>> start Input material

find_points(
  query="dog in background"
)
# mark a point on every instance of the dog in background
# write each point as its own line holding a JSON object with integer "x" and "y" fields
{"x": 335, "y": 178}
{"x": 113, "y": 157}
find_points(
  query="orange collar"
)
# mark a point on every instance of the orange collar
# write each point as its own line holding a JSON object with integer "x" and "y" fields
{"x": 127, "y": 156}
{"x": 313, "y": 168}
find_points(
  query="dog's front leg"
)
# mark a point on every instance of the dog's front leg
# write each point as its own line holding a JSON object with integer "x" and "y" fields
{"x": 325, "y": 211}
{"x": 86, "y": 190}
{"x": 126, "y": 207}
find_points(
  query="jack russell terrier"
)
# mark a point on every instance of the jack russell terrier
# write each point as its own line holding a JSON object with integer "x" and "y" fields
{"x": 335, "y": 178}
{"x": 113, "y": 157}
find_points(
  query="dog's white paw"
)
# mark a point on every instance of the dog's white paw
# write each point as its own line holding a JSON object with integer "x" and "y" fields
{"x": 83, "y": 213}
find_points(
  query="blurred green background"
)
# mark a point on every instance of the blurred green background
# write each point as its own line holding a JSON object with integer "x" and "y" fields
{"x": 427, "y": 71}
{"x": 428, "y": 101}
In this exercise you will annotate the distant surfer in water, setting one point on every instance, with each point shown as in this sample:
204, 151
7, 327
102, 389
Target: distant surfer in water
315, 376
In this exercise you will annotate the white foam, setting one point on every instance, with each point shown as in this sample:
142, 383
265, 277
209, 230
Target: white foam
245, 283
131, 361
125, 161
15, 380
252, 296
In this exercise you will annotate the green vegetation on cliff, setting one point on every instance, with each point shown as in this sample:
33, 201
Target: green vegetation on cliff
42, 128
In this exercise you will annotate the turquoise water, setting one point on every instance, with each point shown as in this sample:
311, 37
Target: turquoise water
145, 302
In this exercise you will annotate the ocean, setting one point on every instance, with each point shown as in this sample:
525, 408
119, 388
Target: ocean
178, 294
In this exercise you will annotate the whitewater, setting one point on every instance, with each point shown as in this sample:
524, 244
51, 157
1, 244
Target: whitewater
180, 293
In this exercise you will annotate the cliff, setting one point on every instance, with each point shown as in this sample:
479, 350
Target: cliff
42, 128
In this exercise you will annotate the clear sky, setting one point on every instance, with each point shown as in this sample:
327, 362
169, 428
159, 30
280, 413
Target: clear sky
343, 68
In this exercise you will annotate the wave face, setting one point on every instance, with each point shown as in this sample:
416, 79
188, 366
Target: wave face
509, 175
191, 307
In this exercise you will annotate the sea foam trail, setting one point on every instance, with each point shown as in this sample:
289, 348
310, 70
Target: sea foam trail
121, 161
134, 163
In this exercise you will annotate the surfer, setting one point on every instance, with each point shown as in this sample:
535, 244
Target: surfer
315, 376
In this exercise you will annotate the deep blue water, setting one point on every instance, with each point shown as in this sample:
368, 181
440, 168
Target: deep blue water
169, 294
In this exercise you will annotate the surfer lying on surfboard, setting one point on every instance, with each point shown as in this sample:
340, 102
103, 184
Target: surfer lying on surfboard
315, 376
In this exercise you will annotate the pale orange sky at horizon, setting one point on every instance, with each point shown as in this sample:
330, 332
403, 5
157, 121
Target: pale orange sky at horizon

>> end Input material

§ What is required
Please repeat the listing exactly, with nothing left out.

§ Completed task
find_points(
  query="dog in background"
)
# mark a point on every instance of the dog in background
# write each point as its own line holding a JSON object with integer "x" and "y" fields
{"x": 335, "y": 178}
{"x": 113, "y": 157}
find_points(
  query="orange collar"
)
# mark a point on every instance of the orange collar
# write each point as its own line holding a JSON object with integer "x" and "y" fields
{"x": 127, "y": 156}
{"x": 313, "y": 168}
find_points(
  query="dog's front leg"
)
# mark a point on every instance of the dog's front leg
# write each point as its own line holding a JSON object with integer "x" and "y" fields
{"x": 325, "y": 211}
{"x": 86, "y": 190}
{"x": 126, "y": 207}
find_points(
  query="jack russell terrier"
)
# mark a point on every instance of the jack russell terrier
# write each point as its own line holding a JSON object with integer "x" and "y" fields
{"x": 335, "y": 178}
{"x": 113, "y": 157}
find_points(
  query="dog's white paw"
)
# mark a point on every instance of the dog's white paw
# write each point as its own line holding a JSON object with integer "x" and "y" fields
{"x": 83, "y": 213}
find_points(
  query="blurred green background"
)
# mark a point on every instance of the blurred green background
# write each point as its own line holding a JSON object with integer "x" and "y" fields
{"x": 427, "y": 71}
{"x": 428, "y": 101}
In this exercise you will annotate the distant surfer in water, setting one point on every instance, with each point shown as in this sample:
204, 151
7, 327
102, 389
Target: distant surfer in water
315, 376
In this exercise you will annotate the white foam, setting one point on every instance, with each point shown as in this sample:
142, 383
265, 277
209, 230
Target: white foam
245, 283
131, 361
125, 161
15, 380
252, 296
In this exercise you will annotate the green vegetation on cliff, setting one point on every instance, with each point shown as in this sample:
33, 201
Target: green vegetation on cliff
42, 128
In this exercise you will annotate the turquoise water, setting one point on every instance, with each point shown as in this sample:
311, 37
Target: turquoise water
145, 302
In this exercise you will annotate the ocean, setting one point on every instance, with each point shown as in this sample:
525, 408
119, 388
Target: ocean
178, 294
In this exercise you will annotate the whitewater, setting one point on every instance, with each point shown as in this sample:
524, 244
51, 157
1, 244
Target: whitewater
180, 293
In this exercise you will annotate the cliff, setting one point on every instance, with each point shown as in this sample:
479, 350
Target: cliff
42, 128
In this exercise you will annotate the clear sky, setting one point on every instance, with each point shown as in this sample:
327, 362
169, 428
159, 30
280, 413
Target: clear sky
343, 68
In this exercise you will annotate the wave face, setting one point on every instance, with each point shown as in this sample:
416, 79
188, 366
Target: wave face
509, 175
191, 307
In this exercise you will annotate the sea foam trail, setting one point on every instance, with each point shown as in this sample:
289, 348
310, 70
Target: sea foam trail
121, 161
134, 163
In this exercise you will annotate the surfer, setting one point on every instance, with each point shown as in this sample:
535, 244
Target: surfer
315, 376
In this exercise you will annotate the deep blue water, setting one point on every instance, with each point shown as in this sample:
368, 181
440, 168
Target: deep blue water
169, 294
In this exercise you will annotate the surfer lying on surfboard, setting one point on every instance, with each point shown as in this sample:
340, 102
103, 184
Target: surfer lying on surfboard
315, 376
In this exercise you will annotate the pale orange sky at horizon, setting one point on every instance, with each point shown as in this sample:
330, 332
403, 5
157, 121
Target: pale orange sky at horizon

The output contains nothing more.